- [Provided information]
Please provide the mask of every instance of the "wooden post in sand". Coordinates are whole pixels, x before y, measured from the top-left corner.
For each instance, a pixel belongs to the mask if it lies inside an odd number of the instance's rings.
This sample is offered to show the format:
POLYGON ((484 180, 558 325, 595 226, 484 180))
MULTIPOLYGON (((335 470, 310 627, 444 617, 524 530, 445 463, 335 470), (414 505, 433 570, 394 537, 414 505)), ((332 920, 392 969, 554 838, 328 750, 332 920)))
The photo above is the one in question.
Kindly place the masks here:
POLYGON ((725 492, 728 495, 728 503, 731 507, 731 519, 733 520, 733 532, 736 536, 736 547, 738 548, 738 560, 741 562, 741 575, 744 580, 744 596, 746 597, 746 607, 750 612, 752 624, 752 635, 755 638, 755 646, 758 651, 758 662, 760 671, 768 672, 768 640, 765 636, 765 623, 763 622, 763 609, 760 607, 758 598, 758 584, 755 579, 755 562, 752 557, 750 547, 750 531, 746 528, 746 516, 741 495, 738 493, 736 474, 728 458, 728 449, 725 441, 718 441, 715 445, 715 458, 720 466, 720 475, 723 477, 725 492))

- [Problem description]
Please copy out the entire listing above, word for word, without changing anything.

- [Response to this task]
Please provide the mask of every instance of the "wooden post in sand". Coordinates are whole pixels, x before y, measured from the top-left corner.
For each instance, a pixel belongs to the mask if it lies inside an odd number of the instance's rings.
This sample is offered to show the format:
POLYGON ((484 180, 558 325, 595 226, 484 180))
MULTIPOLYGON (((335 470, 310 627, 444 617, 524 530, 445 463, 335 470), (414 505, 433 570, 394 537, 414 505)), ((332 920, 392 969, 554 838, 328 750, 332 920)))
The photo above is the one in question.
Kindly place the masks here:
POLYGON ((725 492, 728 495, 728 503, 731 507, 731 519, 733 520, 733 532, 736 536, 736 547, 738 548, 738 560, 741 562, 741 575, 744 580, 744 596, 746 597, 746 607, 750 612, 752 624, 752 635, 755 638, 755 646, 758 651, 758 662, 760 671, 768 672, 768 640, 765 636, 765 623, 763 622, 763 609, 760 607, 758 598, 758 584, 755 579, 755 562, 752 557, 750 547, 750 531, 746 528, 746 516, 741 495, 738 493, 736 474, 728 458, 728 449, 725 441, 718 441, 715 445, 715 458, 720 466, 720 475, 723 477, 725 492))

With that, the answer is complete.